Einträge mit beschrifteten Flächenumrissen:
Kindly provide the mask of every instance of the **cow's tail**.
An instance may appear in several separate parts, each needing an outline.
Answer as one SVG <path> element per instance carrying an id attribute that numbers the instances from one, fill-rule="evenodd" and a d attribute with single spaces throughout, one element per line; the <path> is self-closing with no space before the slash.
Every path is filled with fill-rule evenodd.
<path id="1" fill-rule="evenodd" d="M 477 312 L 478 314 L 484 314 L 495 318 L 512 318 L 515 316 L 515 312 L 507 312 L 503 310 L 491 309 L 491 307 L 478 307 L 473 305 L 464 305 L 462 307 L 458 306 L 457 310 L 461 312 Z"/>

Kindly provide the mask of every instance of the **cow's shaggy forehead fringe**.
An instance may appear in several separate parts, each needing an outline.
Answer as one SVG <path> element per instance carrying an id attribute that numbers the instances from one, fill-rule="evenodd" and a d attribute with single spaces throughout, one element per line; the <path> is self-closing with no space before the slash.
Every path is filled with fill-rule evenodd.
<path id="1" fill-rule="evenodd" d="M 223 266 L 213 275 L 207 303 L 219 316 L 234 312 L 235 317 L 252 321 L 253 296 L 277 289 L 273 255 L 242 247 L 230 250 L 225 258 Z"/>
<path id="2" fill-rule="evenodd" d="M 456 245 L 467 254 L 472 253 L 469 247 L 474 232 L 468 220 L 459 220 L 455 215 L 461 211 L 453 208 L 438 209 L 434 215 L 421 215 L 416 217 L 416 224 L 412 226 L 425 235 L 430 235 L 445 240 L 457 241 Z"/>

==

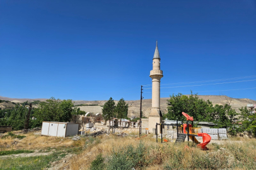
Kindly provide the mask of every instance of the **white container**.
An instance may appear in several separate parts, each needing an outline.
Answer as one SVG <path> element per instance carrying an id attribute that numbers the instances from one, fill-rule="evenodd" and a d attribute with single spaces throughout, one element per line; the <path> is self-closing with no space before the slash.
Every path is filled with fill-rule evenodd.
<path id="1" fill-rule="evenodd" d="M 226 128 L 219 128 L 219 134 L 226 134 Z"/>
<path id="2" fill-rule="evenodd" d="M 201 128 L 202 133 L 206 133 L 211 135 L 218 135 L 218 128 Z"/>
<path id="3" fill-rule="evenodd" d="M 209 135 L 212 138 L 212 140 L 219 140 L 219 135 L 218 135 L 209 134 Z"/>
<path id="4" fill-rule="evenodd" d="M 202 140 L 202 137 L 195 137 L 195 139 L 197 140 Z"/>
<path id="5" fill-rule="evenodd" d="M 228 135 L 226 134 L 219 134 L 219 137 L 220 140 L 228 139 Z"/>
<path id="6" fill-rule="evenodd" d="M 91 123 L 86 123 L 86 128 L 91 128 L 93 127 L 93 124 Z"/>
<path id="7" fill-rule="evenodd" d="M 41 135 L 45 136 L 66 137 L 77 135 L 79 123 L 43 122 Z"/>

--

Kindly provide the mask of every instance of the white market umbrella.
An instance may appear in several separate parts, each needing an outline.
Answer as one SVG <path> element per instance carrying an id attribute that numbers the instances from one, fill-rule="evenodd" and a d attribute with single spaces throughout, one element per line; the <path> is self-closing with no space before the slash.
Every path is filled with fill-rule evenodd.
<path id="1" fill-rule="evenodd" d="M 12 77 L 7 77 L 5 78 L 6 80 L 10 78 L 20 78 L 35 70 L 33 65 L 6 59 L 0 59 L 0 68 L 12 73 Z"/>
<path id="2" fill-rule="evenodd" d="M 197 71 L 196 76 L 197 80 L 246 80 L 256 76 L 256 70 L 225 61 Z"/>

ÜBUNGSAUFGABE >> Schreib bitte die Zeilen aus den Einträgen oben wortgetreu ab, beginnend mit der Zeile, die „Kindly provide the mask of every instance of the **white“ enthält, und endend mit der Zeile, die „226 128 L 219“ enthält, beide eingeschlossen.

ERGEBNIS DER ÜBUNG >>
Kindly provide the mask of every instance of the **white container**.
An instance may appear in several separate parts, each needing an outline.
Answer as one SVG <path> element per instance carrying an id attribute that numbers the instances from one, fill-rule="evenodd" and a d attribute with single spaces throughout, one element per line; the <path> is self-closing with no space before the slash.
Every path is filled with fill-rule evenodd.
<path id="1" fill-rule="evenodd" d="M 226 128 L 219 128 L 219 134 L 226 134 Z"/>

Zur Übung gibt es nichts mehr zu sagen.